■ Exercise
An exact repetition of the data is required; no picture should appear in it.

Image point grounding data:
•••••

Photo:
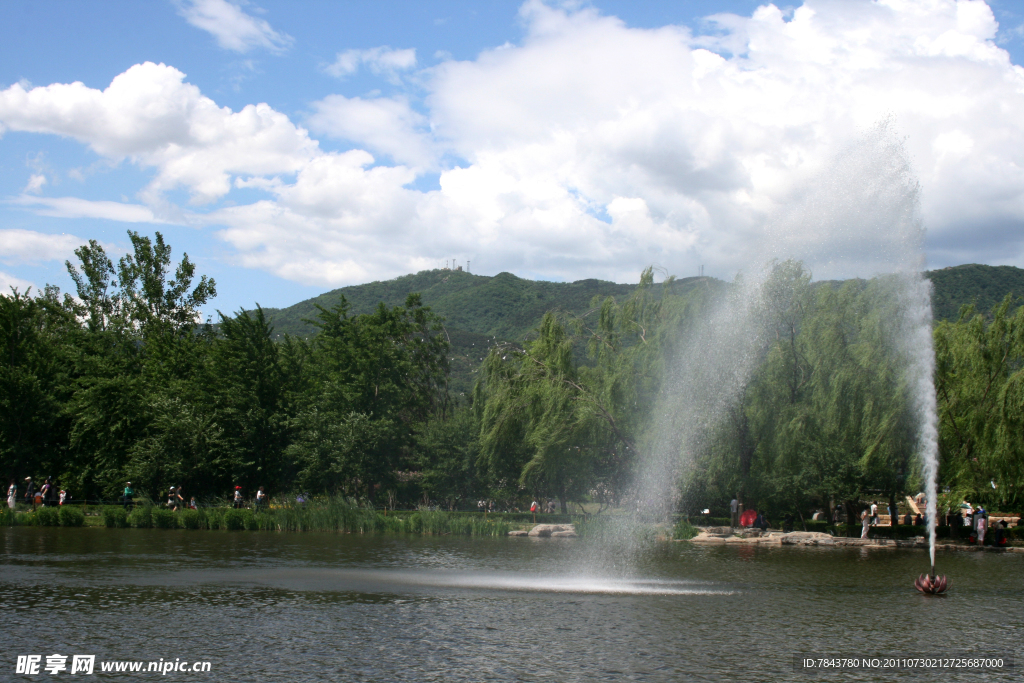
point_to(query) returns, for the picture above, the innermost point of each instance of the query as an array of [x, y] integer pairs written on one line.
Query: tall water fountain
[[858, 216]]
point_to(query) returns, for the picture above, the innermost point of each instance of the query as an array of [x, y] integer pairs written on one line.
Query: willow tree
[[980, 385]]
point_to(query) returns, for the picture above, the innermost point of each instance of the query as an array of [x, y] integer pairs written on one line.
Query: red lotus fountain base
[[931, 585]]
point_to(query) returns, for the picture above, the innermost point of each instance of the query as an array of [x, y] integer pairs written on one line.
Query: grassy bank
[[317, 515]]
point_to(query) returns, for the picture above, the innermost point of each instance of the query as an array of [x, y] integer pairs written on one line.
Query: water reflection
[[311, 607]]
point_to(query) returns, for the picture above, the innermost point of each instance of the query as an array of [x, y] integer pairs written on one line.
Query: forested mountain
[[983, 286], [478, 310], [505, 306], [123, 382]]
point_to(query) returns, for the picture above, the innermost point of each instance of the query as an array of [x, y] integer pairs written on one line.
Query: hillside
[[478, 309], [503, 305], [482, 309], [984, 286]]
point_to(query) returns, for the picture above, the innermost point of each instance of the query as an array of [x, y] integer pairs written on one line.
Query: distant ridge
[[479, 310], [482, 309], [983, 286], [504, 305]]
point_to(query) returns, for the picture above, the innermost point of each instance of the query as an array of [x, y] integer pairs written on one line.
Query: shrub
[[213, 518], [260, 521], [684, 529], [141, 517], [192, 519], [47, 517], [163, 518], [115, 517], [235, 520], [71, 516]]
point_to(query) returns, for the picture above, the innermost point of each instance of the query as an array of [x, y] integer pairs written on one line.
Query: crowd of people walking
[[46, 496]]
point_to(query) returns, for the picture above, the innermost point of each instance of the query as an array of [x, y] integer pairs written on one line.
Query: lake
[[266, 606]]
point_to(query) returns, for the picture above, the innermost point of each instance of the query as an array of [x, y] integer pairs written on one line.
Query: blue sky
[[294, 147]]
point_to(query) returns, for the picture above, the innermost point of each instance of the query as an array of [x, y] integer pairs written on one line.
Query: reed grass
[[115, 517], [323, 514], [71, 516]]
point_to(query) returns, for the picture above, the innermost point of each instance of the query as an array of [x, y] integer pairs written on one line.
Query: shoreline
[[725, 536]]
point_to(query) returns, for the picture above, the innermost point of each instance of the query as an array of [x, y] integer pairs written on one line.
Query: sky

•••••

■ Result of the exercise
Photo:
point_to(query) returns, for the picture above, the innermost point of each instance of the query as an array of [x, y] integer pairs written on one line.
Query: tall water fountain
[[858, 216]]
point_to(query) returns, for the picture above, the innermost point of each instance of the query as an array of [x, y] integer pairs written on one line.
Query: willow tree
[[980, 385]]
point_to(query) returns, for the picture above, the innermost point of each instance of the query as an array of [x, y] integer pairs written on one line.
Query: red lotus fountain base
[[931, 585]]
point_to(query) returns, for the picture above, the innermost point of each instance of the query as an array of [x, y] integer pairs written on one line.
Query: grassy bank
[[317, 515]]
point_to(query) returns, for the picture above, the innermost point of each instance of the query as an array of [x, y] integer pairs written on one line.
Query: water reflection
[[311, 607]]
point_to(query) returns, for the picture above, the innermost point of each instance of the query as an array of [x, y] integer pairs written on one line.
Query: forested mountain
[[983, 286], [478, 310], [505, 306], [123, 382]]
point_to(query) returns, for the picture above, the innermost point of each instance of the query as an array of [x, y] integer pairs written on one line.
Query: hillside
[[478, 309], [503, 305], [482, 309], [984, 286]]
point_to(query) returns, for the picture above, the innermost point of each instance of the query as an array of [x, y] integer pairs written on one line.
Query: distant ridge
[[479, 310], [482, 309], [983, 286], [504, 305]]
point_to(query) returns, for the picture above, the innermost point of each instance of the query as an array of [x, y] integer pairs written on one line.
Query: shrub
[[213, 518], [260, 521], [684, 529], [141, 517], [192, 519], [47, 517], [163, 518], [115, 517], [235, 520], [71, 516]]
point_to(query) returns, for the picture above, the innermost point of each instance of the query as an array of [x, y] integer pairs written on one line.
Query: crowd of people walking
[[46, 496]]
point_to(query) returns, for the picture above, the innermost point of each instance of the query as an array of [x, y] integer pairs written on one line.
Query: lake
[[266, 606]]
point_to(query) returns, for the picture above, the innermost point of each instance of the query as an array of [x, y] integer pairs written on one line.
Query: blue sky
[[294, 147]]
point_to(query) returns, for the picture above, the innermost point of each instance of the query as an array of [x, y] integer pairs written on one line.
Query: reed grass
[[115, 517], [323, 514], [71, 516]]
point_to(query) returns, for the picture above, the innermost point of each instance of the query as an array of [x, y] integer pairs written on one line.
Query: shoreline
[[725, 536]]
point_to(query) returns, for the picture above, the innermost point of each instance of the query as an array of [x, y] integer pairs written on one line.
Query: sky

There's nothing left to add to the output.